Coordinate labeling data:
----
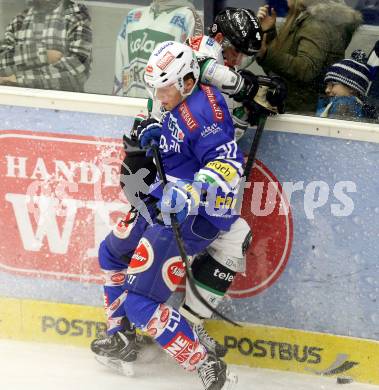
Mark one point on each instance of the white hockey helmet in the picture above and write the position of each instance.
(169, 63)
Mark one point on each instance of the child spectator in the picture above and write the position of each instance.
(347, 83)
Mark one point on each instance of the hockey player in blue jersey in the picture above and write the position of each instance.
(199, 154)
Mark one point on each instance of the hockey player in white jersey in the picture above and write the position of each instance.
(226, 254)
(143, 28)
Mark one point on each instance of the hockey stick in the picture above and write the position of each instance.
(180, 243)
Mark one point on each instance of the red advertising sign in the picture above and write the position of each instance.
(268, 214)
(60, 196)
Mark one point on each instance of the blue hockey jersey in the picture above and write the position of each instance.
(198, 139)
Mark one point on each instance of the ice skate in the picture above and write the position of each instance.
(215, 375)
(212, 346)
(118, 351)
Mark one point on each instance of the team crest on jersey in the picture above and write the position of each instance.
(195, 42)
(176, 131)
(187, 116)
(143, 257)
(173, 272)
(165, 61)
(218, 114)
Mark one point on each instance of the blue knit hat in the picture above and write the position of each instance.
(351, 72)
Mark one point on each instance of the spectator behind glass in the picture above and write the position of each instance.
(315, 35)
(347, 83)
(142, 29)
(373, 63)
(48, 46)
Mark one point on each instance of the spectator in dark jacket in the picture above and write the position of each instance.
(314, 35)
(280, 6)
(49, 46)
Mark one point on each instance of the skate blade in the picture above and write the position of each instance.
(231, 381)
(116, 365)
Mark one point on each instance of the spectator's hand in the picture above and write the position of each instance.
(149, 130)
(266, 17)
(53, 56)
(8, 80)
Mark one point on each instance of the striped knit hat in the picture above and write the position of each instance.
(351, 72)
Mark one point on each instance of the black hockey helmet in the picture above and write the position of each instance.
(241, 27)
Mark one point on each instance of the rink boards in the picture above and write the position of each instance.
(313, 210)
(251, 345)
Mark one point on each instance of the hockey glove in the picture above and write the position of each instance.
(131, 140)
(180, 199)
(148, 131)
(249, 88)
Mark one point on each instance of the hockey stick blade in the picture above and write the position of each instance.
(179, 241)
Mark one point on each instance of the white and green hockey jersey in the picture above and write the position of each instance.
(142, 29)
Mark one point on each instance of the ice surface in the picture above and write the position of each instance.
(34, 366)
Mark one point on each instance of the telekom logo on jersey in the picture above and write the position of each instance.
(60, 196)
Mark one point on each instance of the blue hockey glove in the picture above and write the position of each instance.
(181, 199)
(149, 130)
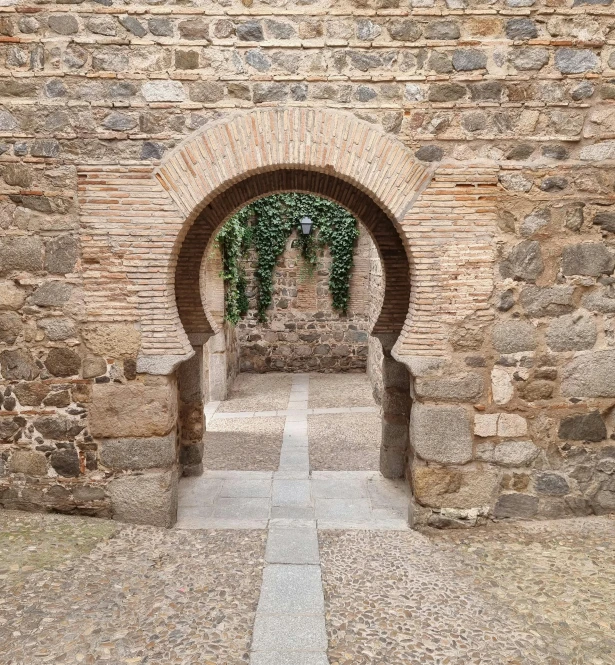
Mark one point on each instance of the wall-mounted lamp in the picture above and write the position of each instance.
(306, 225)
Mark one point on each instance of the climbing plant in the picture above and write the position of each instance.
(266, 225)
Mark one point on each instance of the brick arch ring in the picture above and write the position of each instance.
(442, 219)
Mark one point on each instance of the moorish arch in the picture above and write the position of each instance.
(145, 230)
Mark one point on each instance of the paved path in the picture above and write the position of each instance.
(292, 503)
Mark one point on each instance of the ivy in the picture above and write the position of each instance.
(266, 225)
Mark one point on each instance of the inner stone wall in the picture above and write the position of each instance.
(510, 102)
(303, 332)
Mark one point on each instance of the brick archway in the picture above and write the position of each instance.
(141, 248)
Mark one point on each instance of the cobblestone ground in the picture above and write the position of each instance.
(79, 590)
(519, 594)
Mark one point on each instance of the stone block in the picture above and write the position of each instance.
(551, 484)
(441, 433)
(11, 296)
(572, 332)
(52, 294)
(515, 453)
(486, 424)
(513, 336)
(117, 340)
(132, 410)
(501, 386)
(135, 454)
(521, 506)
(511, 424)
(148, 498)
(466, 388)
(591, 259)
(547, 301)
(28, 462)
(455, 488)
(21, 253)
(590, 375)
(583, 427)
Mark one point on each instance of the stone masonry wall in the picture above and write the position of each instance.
----
* Instruction: Images in the data above are to be skipped. Retype all other material exactly.

* Output of the exercise:
Mark one point on each instance of the white hockey helmet in the picture above and write the position of each instance.
(169, 63)
Mark one point on each instance of the child spectator in the picture above and write the position of each instance.
(347, 83)
Mark one point on each instance of the hockey player in blue jersey in the picture above and write the position of each instance.
(199, 154)
Mark one point on each instance of the hockey player in white jersey in the picture above and write the position of each instance.
(226, 254)
(143, 28)
Mark one point on each instance of the hockey stick in the picture above and write the position of each instance.
(180, 243)
Mark one point on each instance of the red advertising sign in the picture above and write the position of each instance.
(268, 214)
(60, 196)
Mark one point on each instance of the blue hockey jersey in the picture above and write the position of each instance.
(198, 139)
Mark one point on each instance of the ice skate in the picture above and write the position of each instance.
(215, 375)
(212, 346)
(118, 351)
Mark one point on each instance of the team crest on jersey in the picture above and write the position of each instance.
(195, 42)
(176, 131)
(187, 116)
(143, 257)
(173, 272)
(165, 61)
(218, 114)
Mark one point on each instance of the blue knit hat in the picture above and write the position of each instance.
(351, 72)
Mark one point on each instance of the spectator behind glass in the picture above and write the position of each instance.
(315, 35)
(347, 83)
(142, 29)
(373, 63)
(48, 46)
Mark one point on each instance of the spectator in dark jacket in the picture above and write the position of each instance.
(314, 35)
(280, 6)
(49, 46)
Mark one point on each instance of the skate blade in the picture above and write the position of each instance.
(231, 381)
(116, 365)
Mark one point on each instance of the spectator's hand in the picture above and write the position of each instance.
(149, 130)
(266, 17)
(53, 56)
(8, 80)
Mark one point on each instance of the striped knit hat in the picture above and write the position of each instance.
(351, 72)
Mark one point on each instance of the black hockey helmet in the picture above and write the position of each instance.
(241, 27)
Mark one point on each instance of the rink boards in the picture above and write the position of each instance.
(313, 210)
(251, 345)
Mark one point on each instance of the hockey glove in the picture above and write the position of each instance.
(131, 140)
(180, 199)
(148, 131)
(249, 88)
Mark one point on each instance of the hockey stick blade in the picture above and write the position of each instance.
(179, 241)
Mark one point on each instance of the white and green hockey jersey in the picture above and write the position of each instance.
(142, 29)
Mark one point on each instance of the ice surface in the picture above and write the position of each instance.
(34, 366)
Mark one point on each instance of the telekom logo on jersey in the picture above and write the position of each instance.
(60, 196)
Mark one point on each instance of the blue hockey glove in the picture above and write the position of each instance.
(181, 199)
(149, 130)
Mark one point on each instance of the wall-mounted lamp in the picture above and write the position of each instance.
(306, 225)
Mark one point on each instance of the climbing plant in the picture above and write the position of each instance.
(266, 225)
Mark one point on each instance of the brick arch ring in the picture above and write the position of each instance.
(442, 219)
Mark one point on each instance of the moorish arch in the picture above and write the position of each instance.
(145, 230)
Mark one point on each instance of the paved path in the picture above and write the position of each instance.
(292, 503)
Mark one point on each instance of the ivy in the picture above and write the position of each instance.
(266, 225)
Mark one point on each instance of the inner stone wall in the picture above and write the position of each instance.
(510, 102)
(303, 332)
Mark one point on each instance of the brick archway in the picture above and write the position of each instance.
(141, 248)
Mark one point on each instance of the cobblestone ground in the picture above and write the position of each instance.
(79, 590)
(519, 594)
Mark one point on each instance of the stone block in the picture above and write the position of each instance.
(551, 484)
(441, 433)
(11, 296)
(572, 332)
(52, 294)
(515, 453)
(486, 424)
(513, 336)
(117, 340)
(132, 410)
(501, 386)
(135, 454)
(521, 506)
(511, 424)
(148, 498)
(466, 388)
(591, 259)
(547, 301)
(28, 462)
(455, 488)
(21, 253)
(590, 375)
(583, 427)
Mark one point on each instance of the stone masonry wall in the picture above and write the position of each instance.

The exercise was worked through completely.